### Exercise details
A verbatim copy of all the data is required; the pictures should not appear in it.

(Records for this task Opens)

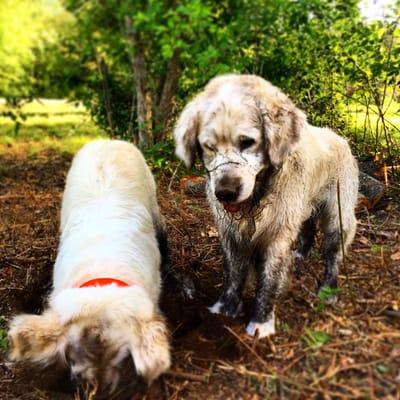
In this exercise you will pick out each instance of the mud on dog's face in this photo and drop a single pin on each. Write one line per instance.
(102, 353)
(232, 147)
(239, 126)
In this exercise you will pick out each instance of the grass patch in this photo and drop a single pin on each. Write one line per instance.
(316, 339)
(3, 340)
(49, 125)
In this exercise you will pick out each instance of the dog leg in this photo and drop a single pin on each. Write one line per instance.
(332, 254)
(332, 249)
(272, 275)
(181, 283)
(305, 242)
(236, 266)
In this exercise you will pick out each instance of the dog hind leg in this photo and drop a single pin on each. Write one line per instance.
(305, 241)
(236, 267)
(272, 273)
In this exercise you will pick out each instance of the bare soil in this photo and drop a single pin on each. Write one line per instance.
(212, 356)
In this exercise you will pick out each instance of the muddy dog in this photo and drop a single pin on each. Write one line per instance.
(271, 176)
(103, 320)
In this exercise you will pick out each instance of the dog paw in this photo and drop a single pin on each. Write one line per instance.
(328, 294)
(226, 309)
(216, 308)
(264, 328)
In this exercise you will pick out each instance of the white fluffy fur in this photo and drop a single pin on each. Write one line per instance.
(108, 229)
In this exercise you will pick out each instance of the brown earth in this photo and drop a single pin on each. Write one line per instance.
(212, 356)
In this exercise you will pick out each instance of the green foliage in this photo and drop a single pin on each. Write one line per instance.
(3, 340)
(324, 297)
(159, 159)
(321, 52)
(316, 339)
(3, 335)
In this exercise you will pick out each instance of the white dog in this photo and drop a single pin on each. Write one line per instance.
(103, 310)
(271, 177)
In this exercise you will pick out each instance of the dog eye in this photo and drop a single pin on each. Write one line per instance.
(209, 146)
(245, 143)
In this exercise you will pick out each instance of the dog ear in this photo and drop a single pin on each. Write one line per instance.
(35, 337)
(186, 131)
(152, 355)
(283, 128)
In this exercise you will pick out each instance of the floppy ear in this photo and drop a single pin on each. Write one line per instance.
(283, 130)
(35, 337)
(151, 355)
(186, 131)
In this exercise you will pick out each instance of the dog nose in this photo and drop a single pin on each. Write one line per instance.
(228, 190)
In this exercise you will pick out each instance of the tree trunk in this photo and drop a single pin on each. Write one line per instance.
(102, 67)
(143, 96)
(169, 86)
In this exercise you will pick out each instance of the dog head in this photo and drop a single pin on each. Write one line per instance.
(240, 125)
(105, 345)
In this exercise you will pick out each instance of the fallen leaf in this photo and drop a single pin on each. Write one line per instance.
(395, 256)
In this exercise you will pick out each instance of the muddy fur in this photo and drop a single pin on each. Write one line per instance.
(271, 177)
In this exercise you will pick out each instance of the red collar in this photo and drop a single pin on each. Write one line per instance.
(98, 282)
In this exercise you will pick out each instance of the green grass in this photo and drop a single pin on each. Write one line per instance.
(357, 118)
(50, 124)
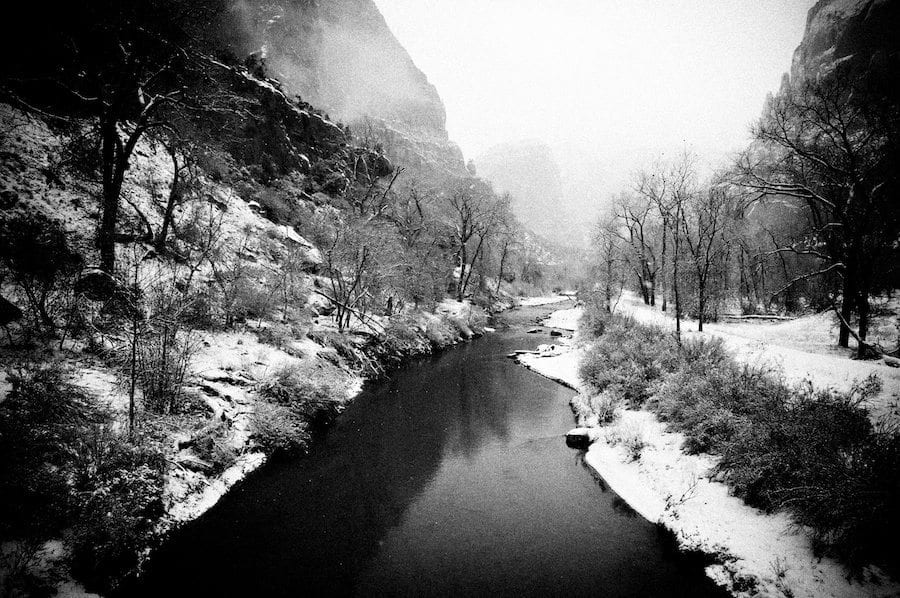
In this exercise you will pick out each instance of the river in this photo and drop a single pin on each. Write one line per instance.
(451, 478)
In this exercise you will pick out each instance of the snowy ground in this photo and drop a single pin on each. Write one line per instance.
(535, 301)
(800, 349)
(766, 553)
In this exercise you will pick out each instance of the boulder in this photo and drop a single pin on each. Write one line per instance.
(579, 438)
(8, 199)
(9, 312)
(96, 284)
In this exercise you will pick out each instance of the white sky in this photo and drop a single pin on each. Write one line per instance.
(600, 79)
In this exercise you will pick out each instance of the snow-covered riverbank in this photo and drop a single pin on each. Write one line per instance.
(759, 554)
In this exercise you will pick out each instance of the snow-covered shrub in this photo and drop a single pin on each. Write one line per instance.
(121, 504)
(277, 430)
(628, 359)
(37, 259)
(439, 333)
(42, 422)
(630, 436)
(401, 339)
(164, 356)
(213, 448)
(818, 455)
(594, 320)
(605, 406)
(65, 468)
(306, 391)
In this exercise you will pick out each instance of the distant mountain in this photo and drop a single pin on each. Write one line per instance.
(341, 56)
(528, 171)
(860, 34)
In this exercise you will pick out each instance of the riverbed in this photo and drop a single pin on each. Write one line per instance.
(450, 478)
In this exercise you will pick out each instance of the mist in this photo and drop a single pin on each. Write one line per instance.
(607, 85)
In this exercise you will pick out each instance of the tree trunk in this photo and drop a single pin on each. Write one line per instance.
(701, 301)
(677, 240)
(846, 310)
(106, 236)
(174, 196)
(663, 264)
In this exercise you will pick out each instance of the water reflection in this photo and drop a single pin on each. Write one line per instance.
(452, 478)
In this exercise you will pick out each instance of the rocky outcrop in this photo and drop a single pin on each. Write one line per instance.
(341, 57)
(528, 171)
(859, 34)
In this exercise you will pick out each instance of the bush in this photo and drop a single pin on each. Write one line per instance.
(594, 320)
(812, 452)
(163, 360)
(277, 430)
(35, 251)
(315, 401)
(65, 468)
(121, 504)
(43, 422)
(818, 455)
(629, 359)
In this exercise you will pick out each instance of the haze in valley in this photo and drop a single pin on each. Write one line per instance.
(604, 86)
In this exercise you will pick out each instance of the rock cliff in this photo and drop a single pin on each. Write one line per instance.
(341, 56)
(860, 34)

(Records for this task Closes)

### Completed task
In this exercise you will pick out each instance of the mud on dog's face in this photo and drop a single pin on each. Write one line per instance.
(102, 353)
(232, 147)
(239, 126)
In this exercise you will pick out each instance of the grass patch in this photo and drop a single pin on each. Write one line per instance.
(316, 339)
(3, 340)
(49, 125)
In this exercise you will pick out each instance of the dog leg in this photo and drop a single pin on each. Write one line per instance.
(332, 254)
(332, 249)
(272, 275)
(181, 283)
(305, 242)
(236, 266)
In this exercise you will pick out each instance of the dog hind leg in this photo and drop a single pin on each. Write one line per instance.
(305, 241)
(236, 267)
(272, 273)
In this exercise you will pick out each instance of the bare soil in this photo and drop a single pin on each. Write one line per instance.
(212, 356)
In this exercise you will pick out each instance of the muddy dog in this photo and drop a single pin on each. Write one line per instance.
(271, 176)
(103, 320)
In this exercise you will pick out each instance of the dog paw in this photo and drop a single pin on each. Write one line per instance.
(328, 294)
(226, 309)
(216, 308)
(264, 328)
In this exercise you will pick out each instance of the white fluffy fur in this photo and drop a single pin on each. Write one line per instance.
(108, 229)
In this exercise you will pick out each instance of the brown earth in this photo and drop a single pin on each. Write one line per instance.
(212, 356)
In this exercise you will pick out each instance of the green foliage in this photo and drop a single pin on each. Write one line per instance.
(3, 340)
(324, 297)
(159, 159)
(321, 52)
(316, 339)
(3, 335)
In this exercise you will pick out each instance of the white dog in this photo and drop a single pin on each. Write one line per instance.
(103, 310)
(271, 177)
In this exercise you will pick out each instance of the dog eye in this photo and drop a single pin on each. Write one line per instance.
(209, 146)
(245, 143)
In this exercise you will pick out each instance of the dog ear in this photo and drop a single pin on each. Write one line per instance.
(35, 337)
(186, 131)
(152, 355)
(283, 128)
In this exercise you will pick out each instance of the floppy ear in this photo and drop a single pin on each. Write one line per instance.
(283, 130)
(35, 337)
(151, 355)
(186, 131)
In this exercise you will pick out each instance of the dog nose in this photo and drop a single pin on each. Write one line per instance.
(228, 190)
In this exercise you will pick out each instance of the tree trunk in this photo and drop a single pin on each. Write one line per instance.
(102, 67)
(143, 96)
(169, 86)
In this exercise you will pick out each instance of the dog head in this photo and drop a single pin on each. Write one line per instance.
(240, 125)
(105, 345)
In this exercise you will pick out each instance of the fallen leaf in this photo and drop a single pin on each. Write one line per instance.
(395, 256)
In this exercise you will pick out each instance of the muddy fur in this photo and drop a single pin on each. Write one line per instance.
(271, 177)
In this exercise you will pick out each instance of the red collar in this photo and drop a single pin on each. Write one line per instance.
(98, 282)
In this exercise you will pick out each instance of the green grass in this photo and drop a single pin on each. Write one line per instance.
(357, 118)
(50, 124)
In this exercise you will pick out each instance of the river in this photo and drop a single pin on each. Write one line per instance.
(451, 478)
In this exercise you will pick out each instance of the snowy ground in this photo and drop a single pin on each. Write one line per instance.
(535, 301)
(800, 349)
(766, 553)
In this exercise you will pick out each instance of the boulder in this photo and drop a single pin on each. Write one line per instance.
(579, 438)
(8, 199)
(9, 312)
(96, 284)
In this exercise you will pick out each instance of the white sky in this photo and drop a single pin on each. Write one line per instance.
(600, 79)
In this exercise you will pick out each instance of the snow-covered riverbank in this photo and drop a single pin on each. Write one line per instance.
(759, 554)
In this exercise you will pick out each instance of the snow-covered shrub in this photo and drop a single pin on each. Write one line per instance.
(121, 504)
(277, 430)
(628, 359)
(37, 259)
(439, 333)
(42, 422)
(630, 436)
(401, 339)
(164, 356)
(213, 448)
(818, 455)
(594, 320)
(605, 406)
(65, 468)
(306, 391)
In this exercise you will pick out each instance of the distant mountain in this photo and drop a single pin on each. Write one line per instance.
(341, 56)
(528, 171)
(860, 34)
In this exercise you will pick out each instance of the riverbed in this photo and drop a single pin on each. Write one line per instance.
(450, 478)
In this exercise you will pick out each instance of the mist in this photo and drop a single pin on each. Write one line per instance.
(607, 85)
In this exercise you will pick out each instance of the tree trunk in this photo and drop a single pin on each. Write one line per instance.
(701, 301)
(677, 240)
(846, 310)
(106, 236)
(174, 196)
(663, 264)
In this exercise you will pick out each instance of the water reflection in this photo and drop a single pin on each. Write one line per instance.
(452, 478)
In this exercise you will pick out each instance of the rocky outcrop in this photo and drop a single pin on each. Write one line per instance.
(341, 57)
(528, 171)
(859, 34)
In this exercise you will pick out each instance of the bush in this photo and drop a single pin on each. Write one line per instance.
(594, 320)
(812, 452)
(163, 360)
(277, 430)
(35, 251)
(315, 401)
(65, 468)
(121, 504)
(43, 422)
(818, 455)
(629, 359)
In this exercise you will pick out each instance of the haze in valley in this photo and drop a single pin on each. Write one line per instance.
(604, 86)
In this exercise you will pick out each instance of the rock cliff in this photo and drop a single pin on each. Write one line per instance.
(341, 56)
(860, 34)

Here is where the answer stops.